» Source document
= = =
A closed loop feedback control system has a desired input value (ie no roll) and subtracts the actual situation (roll behaviour). The difference is the system error and that value is used by the control algorithm to produce an output signal that controls the motor/pump/fins etc. In order to do this mathematically properly, you need to know a great deal about the behaviour of the system components so you can describe a mathematical transfer function of the system and predict its behaviour. However we are just winging this as its a DIY project with a lot of unknowns, so some fudge factors are needed, (and I can’t remember how to do laplace transforms or Z transforms.)

Also I believe Vas now has a variable frequency motor drive to control the hydraulic pump. I think at this stage best thing to do is keep the motor speed constant until we can achieve basic elementary stabilisation.

A very common control algorithm is the PID method.
A typical PID control algorithm gives an output value to drive the mechanism based on the sum of three values: a Proportion of the error, the accumulation (or Integral) over time of the error and the rate of change in error (or Differential).

where : Error = actual - desired: or simply just the actual roll angle as desired is always zero in this case

So to (hopefully) to control boat roll:
PID output signal = A(roll speed) + B(roll angle) + C(rolled distance)
= = =
» Short exercise A
Please return the part of the roll stabilization text starting at "Also I believe" and ending at "error (or Differential).", copied word for word.
» Short exercise B
In the roll stabilization text, which three values does a typical PID control algorithm add together to produce its output?

» Stored rows
= = =
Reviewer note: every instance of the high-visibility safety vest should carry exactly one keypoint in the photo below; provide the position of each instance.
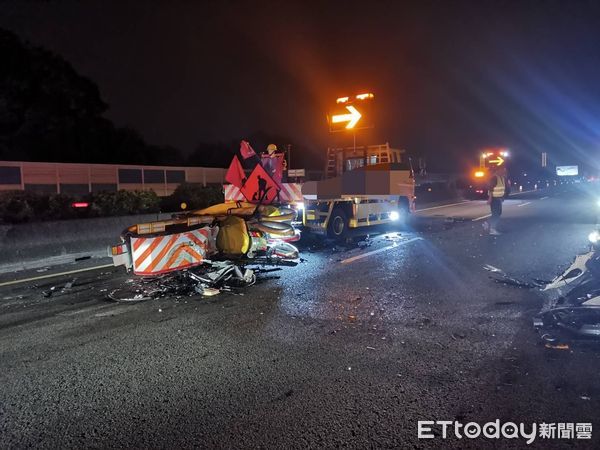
= = =
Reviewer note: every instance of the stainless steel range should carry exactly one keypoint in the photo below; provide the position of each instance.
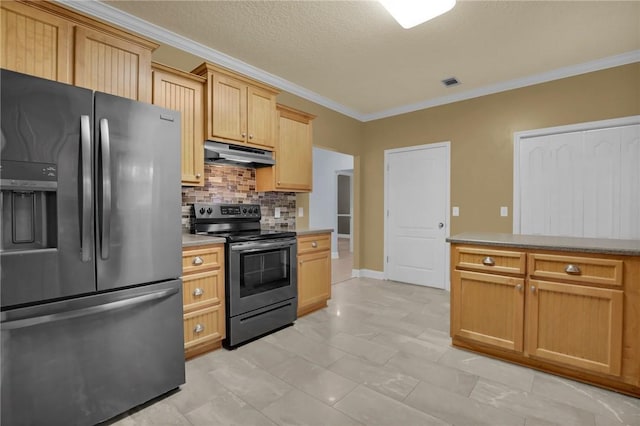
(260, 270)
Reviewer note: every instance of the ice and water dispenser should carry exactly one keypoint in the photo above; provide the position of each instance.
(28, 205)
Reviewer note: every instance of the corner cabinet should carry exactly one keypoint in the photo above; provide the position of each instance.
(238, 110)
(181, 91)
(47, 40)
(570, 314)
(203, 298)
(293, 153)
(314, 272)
= = =
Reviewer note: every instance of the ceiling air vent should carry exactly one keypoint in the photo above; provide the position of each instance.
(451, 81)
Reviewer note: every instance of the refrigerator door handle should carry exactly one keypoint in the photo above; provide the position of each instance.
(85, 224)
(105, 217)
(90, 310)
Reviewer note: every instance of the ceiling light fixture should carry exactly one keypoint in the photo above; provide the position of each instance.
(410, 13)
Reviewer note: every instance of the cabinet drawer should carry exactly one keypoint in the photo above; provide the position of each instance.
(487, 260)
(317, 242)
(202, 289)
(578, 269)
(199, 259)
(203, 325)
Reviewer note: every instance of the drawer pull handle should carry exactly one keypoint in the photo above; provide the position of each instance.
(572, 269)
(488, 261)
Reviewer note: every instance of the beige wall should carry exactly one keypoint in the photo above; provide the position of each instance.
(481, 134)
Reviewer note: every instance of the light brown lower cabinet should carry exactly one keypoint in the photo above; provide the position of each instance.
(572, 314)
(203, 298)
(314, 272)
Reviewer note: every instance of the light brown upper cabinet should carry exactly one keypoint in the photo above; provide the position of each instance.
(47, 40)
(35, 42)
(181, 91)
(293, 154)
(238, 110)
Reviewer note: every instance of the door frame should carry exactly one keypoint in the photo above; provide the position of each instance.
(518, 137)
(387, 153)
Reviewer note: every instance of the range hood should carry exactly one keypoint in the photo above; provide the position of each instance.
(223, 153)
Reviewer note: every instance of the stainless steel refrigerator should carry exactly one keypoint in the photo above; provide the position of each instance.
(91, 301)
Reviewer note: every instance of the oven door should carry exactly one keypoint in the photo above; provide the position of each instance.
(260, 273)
= = =
» Correct output A
Also I believe Vas now has a variable frequency motor drive to control the hydraulic pump. I think at this stage best thing to do is keep the motor speed constant until we can achieve basic elementary stabilisation.

A very common control algorithm is the PID method.
A typical PID control algorithm gives an output value to drive the mechanism based on the sum of three values: a Proportion of the error, the accumulation (or Integral) over time of the error and the rate of change in error (or Differential).

» Correct output B
A proportion of the error, the accumulation (integral) of the error over time, and the rate of change in the error (differential).